>>>

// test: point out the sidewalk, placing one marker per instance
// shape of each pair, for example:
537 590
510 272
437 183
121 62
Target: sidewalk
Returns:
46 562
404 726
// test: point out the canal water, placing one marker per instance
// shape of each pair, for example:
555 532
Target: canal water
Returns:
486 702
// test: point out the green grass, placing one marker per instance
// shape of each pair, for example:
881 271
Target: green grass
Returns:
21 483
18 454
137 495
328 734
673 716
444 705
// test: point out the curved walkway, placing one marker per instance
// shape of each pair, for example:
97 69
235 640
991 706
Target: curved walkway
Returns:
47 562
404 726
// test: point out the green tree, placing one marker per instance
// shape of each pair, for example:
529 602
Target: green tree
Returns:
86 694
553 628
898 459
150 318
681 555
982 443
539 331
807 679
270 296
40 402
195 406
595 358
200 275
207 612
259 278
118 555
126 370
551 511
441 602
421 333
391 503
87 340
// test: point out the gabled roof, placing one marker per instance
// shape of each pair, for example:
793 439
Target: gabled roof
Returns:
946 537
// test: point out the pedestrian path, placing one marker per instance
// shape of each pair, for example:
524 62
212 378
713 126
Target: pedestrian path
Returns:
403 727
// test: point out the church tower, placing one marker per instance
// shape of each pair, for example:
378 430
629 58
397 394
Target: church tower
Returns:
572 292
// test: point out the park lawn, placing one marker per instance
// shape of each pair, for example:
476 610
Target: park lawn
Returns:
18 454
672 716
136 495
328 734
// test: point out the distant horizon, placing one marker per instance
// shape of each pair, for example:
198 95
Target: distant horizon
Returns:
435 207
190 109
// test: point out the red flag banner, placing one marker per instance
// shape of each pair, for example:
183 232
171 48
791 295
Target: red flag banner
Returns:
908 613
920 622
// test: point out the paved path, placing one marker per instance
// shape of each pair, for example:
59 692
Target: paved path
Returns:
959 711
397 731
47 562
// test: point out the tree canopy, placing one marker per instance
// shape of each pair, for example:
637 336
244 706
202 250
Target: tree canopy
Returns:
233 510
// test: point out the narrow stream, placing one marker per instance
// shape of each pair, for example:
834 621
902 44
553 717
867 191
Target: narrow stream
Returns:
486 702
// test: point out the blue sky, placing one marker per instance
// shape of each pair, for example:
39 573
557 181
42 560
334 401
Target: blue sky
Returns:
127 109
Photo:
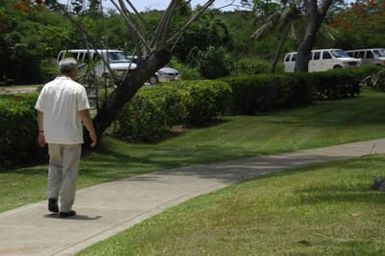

<<<

* TASK DETAILS
Return the material above in exact form. Pictures stay out.

* ANSWER SECTION
// test: point out the sidewalk, placing one marker per instance
// shape of each pair, for example:
537 590
510 272
437 183
121 62
Target: sidewalk
Returns:
46 562
404 726
// test: point out the canal water, placing one marker per instance
// shape of each pair, for example:
555 532
Target: canal water
Returns:
486 702
// test: point out the green grass, placing one marker per instance
// shape of each pair, for example:
881 271
Target: green grass
Returns:
21 483
18 454
137 495
328 734
673 716
444 705
// test: point out the curved walkway, placing one marker per instance
// shape of each pair, for example:
97 69
235 640
991 706
Target: curved walkway
Returns:
47 562
404 726
// test: point out the green tree, placing one marker per instance
// shape of each pair, for example:
529 602
Target: green tree
Returns:
86 694
553 628
898 459
150 318
681 555
982 443
539 331
807 679
270 296
40 402
195 406
595 358
200 275
207 612
259 278
118 555
126 370
551 511
441 602
421 333
391 503
87 340
// test: point out the gabled roof, placing one marker per instance
// shape of each pair, for example:
793 439
Target: gabled roof
Returns:
946 537
// test: point out the pedestrian path, placing one marker per instance
// shape of each pair, for example:
524 62
212 378
713 126
Target: pedestrian path
Returns:
403 727
// test: point out the church tower, placing one marker per instance
// shape of each pair, for example:
378 430
629 58
397 394
Target: church tower
Returns:
572 292
// test: point out the park lawn, placing one marker per instance
// shape of each pair, for example:
476 610
Target: park lawn
Returns:
18 454
672 716
136 495
328 734
// test: point out the distant horizon, placing one marker per instance
// shape of each pair, for example:
198 95
Target: distant horizon
Returns:
435 207
190 109
// test: point out the red flag banner, placing one marker per instance
// shape of each pair, for example:
183 232
171 48
791 295
Target: red flag banner
Returns:
908 613
920 622
// test: point out the paved path, placing one marker per instance
// shape of each pair, for example:
59 692
Target: paved path
Returns:
959 711
397 731
47 562
// test: point out the tree canopy, placing one marker per instance
// shape of each pair, for example:
637 336
244 706
202 250
Target: tree canopy
Returns:
233 510
// test: point out the narrow stream, placing one marker per instance
// shape of each pair, for example:
834 621
902 44
553 717
867 191
Target: narrow stream
Returns:
486 702
// test: point out the blue sky, placing one marker per instance
// shape of each pair, for example:
39 573
557 181
42 560
334 401
Target: blue sky
Returns:
127 109
Photo:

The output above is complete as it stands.